- LISTED RECORDS -

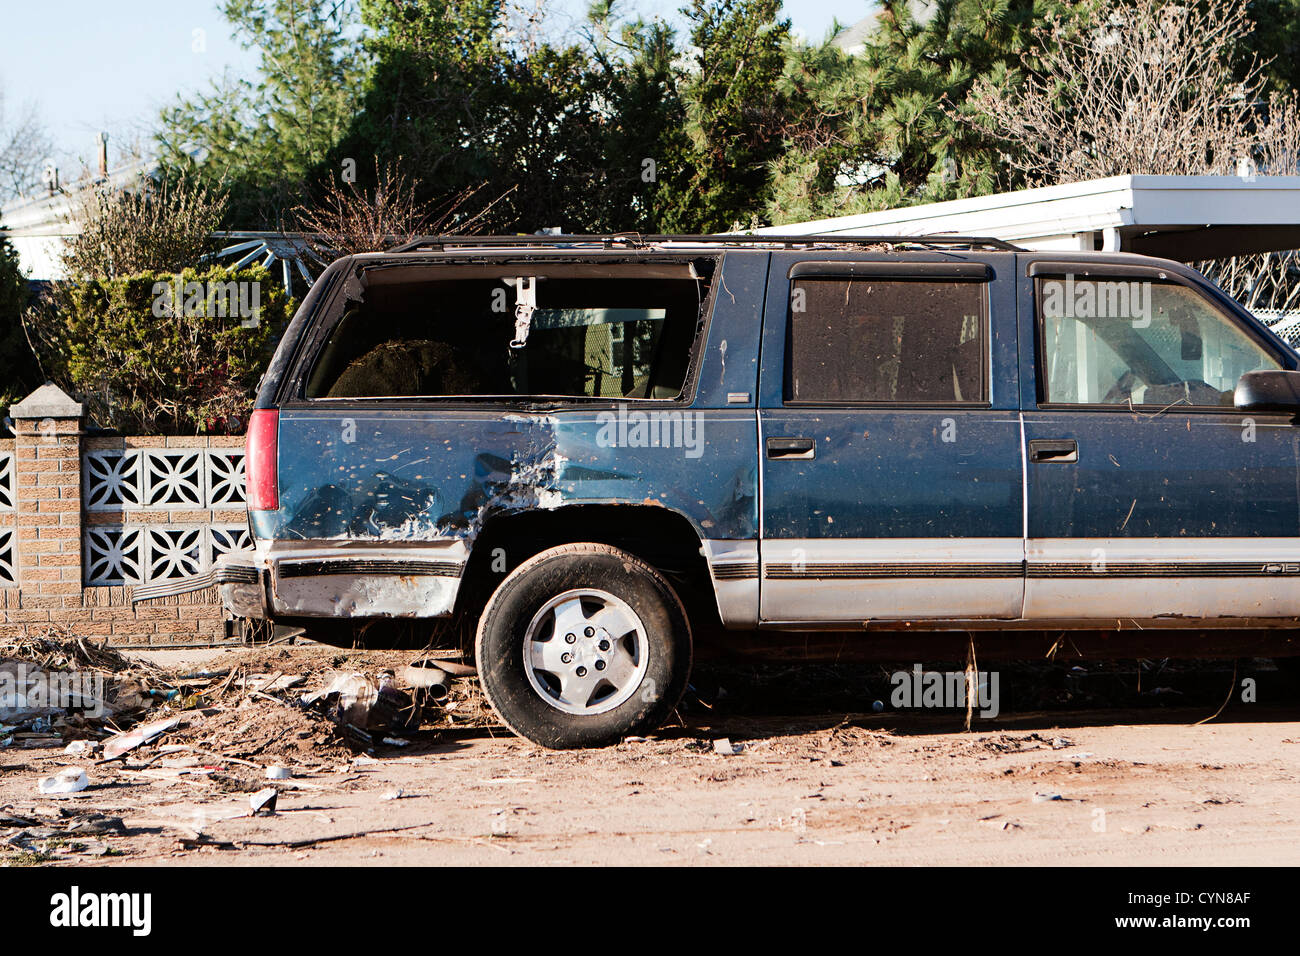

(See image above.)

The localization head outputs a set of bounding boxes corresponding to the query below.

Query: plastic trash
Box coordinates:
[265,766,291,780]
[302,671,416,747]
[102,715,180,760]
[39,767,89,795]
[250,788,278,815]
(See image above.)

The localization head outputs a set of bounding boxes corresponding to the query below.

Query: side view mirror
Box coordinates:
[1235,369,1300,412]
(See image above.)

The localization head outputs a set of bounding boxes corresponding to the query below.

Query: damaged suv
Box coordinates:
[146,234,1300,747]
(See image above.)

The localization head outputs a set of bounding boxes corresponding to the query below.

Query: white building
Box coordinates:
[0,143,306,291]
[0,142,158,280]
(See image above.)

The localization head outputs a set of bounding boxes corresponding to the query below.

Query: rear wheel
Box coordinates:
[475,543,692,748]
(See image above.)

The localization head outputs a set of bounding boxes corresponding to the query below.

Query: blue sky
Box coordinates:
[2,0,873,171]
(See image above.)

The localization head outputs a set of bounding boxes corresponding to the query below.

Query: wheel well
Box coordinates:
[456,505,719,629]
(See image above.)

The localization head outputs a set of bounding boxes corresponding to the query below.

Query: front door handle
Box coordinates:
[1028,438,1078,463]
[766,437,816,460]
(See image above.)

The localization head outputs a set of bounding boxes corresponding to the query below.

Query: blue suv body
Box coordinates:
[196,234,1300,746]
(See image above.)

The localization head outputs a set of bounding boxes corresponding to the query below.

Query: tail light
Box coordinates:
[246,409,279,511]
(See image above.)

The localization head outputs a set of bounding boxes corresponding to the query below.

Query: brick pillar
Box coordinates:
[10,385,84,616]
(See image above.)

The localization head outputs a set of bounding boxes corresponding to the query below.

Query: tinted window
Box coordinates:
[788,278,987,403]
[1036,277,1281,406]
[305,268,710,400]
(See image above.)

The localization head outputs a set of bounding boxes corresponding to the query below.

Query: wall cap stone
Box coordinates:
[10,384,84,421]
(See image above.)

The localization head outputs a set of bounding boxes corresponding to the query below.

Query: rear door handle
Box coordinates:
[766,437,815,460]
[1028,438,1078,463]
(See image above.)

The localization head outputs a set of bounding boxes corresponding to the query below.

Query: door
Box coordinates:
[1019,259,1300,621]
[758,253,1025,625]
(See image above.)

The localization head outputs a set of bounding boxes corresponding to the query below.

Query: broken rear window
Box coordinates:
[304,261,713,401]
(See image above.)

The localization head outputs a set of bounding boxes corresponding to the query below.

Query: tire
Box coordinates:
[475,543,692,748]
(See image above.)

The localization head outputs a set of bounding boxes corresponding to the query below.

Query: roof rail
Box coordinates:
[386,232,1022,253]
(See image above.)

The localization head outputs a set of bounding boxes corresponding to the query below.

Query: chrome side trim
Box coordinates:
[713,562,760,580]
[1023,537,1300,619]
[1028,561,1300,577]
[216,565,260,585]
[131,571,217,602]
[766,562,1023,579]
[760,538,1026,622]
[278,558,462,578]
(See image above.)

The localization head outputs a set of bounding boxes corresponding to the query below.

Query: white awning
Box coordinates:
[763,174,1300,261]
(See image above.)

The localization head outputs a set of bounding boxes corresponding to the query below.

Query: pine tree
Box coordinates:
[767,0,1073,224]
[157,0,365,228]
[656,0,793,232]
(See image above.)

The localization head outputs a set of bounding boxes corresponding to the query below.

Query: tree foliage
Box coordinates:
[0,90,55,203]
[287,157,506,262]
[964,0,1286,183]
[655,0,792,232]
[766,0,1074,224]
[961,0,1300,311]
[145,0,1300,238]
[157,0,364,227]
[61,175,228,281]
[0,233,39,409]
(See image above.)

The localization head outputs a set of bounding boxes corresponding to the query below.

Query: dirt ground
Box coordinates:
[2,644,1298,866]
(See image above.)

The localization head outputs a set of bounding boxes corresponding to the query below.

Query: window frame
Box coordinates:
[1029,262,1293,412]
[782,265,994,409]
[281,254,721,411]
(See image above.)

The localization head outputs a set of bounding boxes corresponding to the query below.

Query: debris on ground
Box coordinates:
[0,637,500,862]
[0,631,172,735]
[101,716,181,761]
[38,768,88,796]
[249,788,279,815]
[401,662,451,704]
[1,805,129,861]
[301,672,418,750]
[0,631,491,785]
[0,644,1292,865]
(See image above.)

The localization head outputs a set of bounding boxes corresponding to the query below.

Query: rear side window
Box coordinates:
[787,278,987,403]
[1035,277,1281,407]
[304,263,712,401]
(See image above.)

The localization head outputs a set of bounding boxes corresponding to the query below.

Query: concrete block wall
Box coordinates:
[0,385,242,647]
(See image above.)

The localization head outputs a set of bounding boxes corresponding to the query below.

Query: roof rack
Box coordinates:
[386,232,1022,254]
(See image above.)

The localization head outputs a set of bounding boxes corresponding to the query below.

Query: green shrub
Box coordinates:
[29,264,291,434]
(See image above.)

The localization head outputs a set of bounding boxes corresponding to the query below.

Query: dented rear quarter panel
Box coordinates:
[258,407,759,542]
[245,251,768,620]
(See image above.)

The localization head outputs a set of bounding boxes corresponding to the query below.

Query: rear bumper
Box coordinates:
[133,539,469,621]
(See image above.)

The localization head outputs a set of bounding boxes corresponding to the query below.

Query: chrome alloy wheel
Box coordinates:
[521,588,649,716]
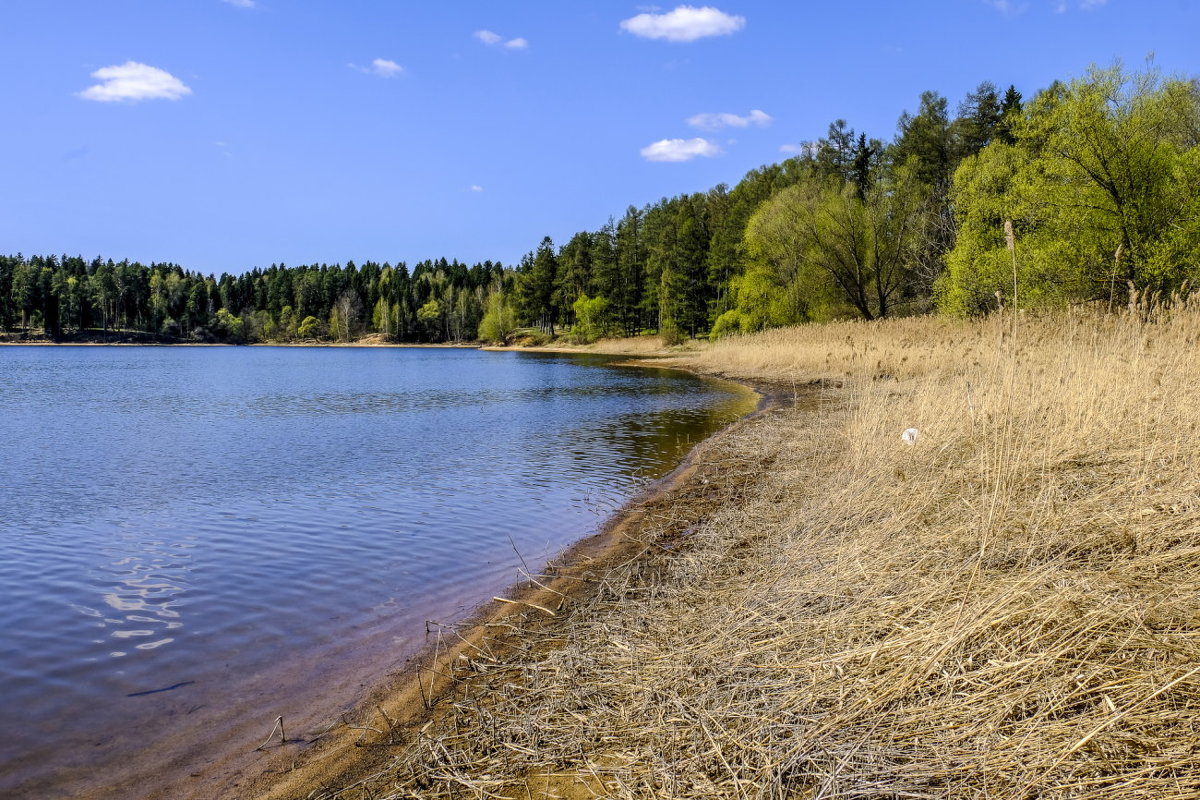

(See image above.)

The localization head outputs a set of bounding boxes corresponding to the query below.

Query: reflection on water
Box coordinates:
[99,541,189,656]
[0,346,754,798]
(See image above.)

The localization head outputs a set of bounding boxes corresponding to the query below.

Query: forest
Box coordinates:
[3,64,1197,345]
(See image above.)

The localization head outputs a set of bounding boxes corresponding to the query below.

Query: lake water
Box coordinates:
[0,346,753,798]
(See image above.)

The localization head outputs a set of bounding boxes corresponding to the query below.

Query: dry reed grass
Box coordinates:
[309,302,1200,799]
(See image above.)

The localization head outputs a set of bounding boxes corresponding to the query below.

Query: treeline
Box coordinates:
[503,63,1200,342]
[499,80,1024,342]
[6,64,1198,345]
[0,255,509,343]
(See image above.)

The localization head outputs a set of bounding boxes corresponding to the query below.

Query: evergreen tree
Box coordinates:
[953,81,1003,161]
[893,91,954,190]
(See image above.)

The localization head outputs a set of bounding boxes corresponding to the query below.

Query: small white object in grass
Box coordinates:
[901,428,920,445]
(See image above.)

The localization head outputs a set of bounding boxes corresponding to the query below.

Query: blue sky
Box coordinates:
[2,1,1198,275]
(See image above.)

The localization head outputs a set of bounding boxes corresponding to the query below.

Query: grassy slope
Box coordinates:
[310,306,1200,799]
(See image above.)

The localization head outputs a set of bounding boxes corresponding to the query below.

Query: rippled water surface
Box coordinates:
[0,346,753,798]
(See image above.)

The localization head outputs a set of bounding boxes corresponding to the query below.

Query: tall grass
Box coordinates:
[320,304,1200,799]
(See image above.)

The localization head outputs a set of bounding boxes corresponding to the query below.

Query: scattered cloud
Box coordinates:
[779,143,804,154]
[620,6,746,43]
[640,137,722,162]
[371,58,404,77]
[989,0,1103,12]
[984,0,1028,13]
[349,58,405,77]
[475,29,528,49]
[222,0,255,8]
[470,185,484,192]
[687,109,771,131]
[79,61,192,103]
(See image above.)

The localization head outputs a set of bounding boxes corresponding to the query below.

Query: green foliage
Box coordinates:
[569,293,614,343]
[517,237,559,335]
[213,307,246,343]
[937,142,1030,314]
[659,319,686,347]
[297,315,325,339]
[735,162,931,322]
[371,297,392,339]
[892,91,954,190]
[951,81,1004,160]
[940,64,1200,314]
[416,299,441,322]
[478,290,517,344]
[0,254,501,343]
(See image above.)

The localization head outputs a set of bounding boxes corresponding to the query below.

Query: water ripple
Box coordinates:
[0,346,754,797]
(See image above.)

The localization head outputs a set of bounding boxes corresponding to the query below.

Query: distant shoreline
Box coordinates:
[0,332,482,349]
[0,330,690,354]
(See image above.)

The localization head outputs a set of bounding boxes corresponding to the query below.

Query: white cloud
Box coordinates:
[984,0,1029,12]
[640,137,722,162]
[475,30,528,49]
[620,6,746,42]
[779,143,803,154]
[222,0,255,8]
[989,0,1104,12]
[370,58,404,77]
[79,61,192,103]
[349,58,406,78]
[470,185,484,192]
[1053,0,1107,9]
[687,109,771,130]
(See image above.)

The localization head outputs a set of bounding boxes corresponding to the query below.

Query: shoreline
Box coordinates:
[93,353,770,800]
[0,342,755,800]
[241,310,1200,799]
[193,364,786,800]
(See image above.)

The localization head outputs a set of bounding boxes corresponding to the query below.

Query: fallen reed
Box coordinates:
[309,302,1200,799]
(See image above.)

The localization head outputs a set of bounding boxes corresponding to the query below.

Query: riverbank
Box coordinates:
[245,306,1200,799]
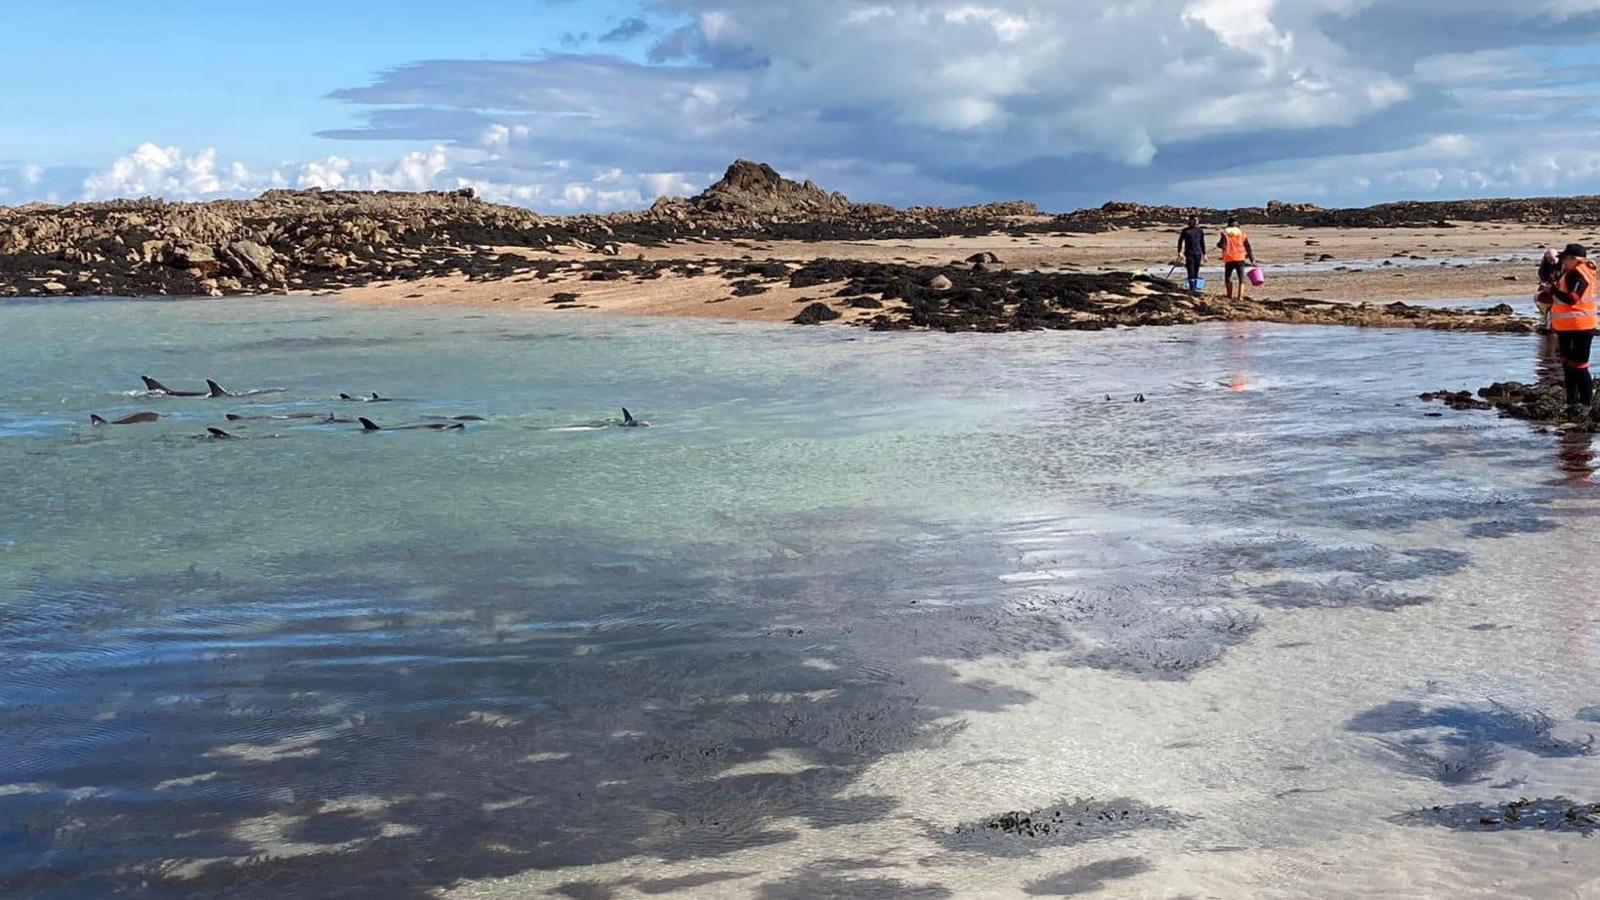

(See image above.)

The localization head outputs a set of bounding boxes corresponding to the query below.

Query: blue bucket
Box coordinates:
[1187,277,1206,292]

- EXERCISE -
Which lines in the material above include the string "foliage"? Pull them out.

- COMPLETED EXERCISE -
Query: tree foliage
Query: green foliage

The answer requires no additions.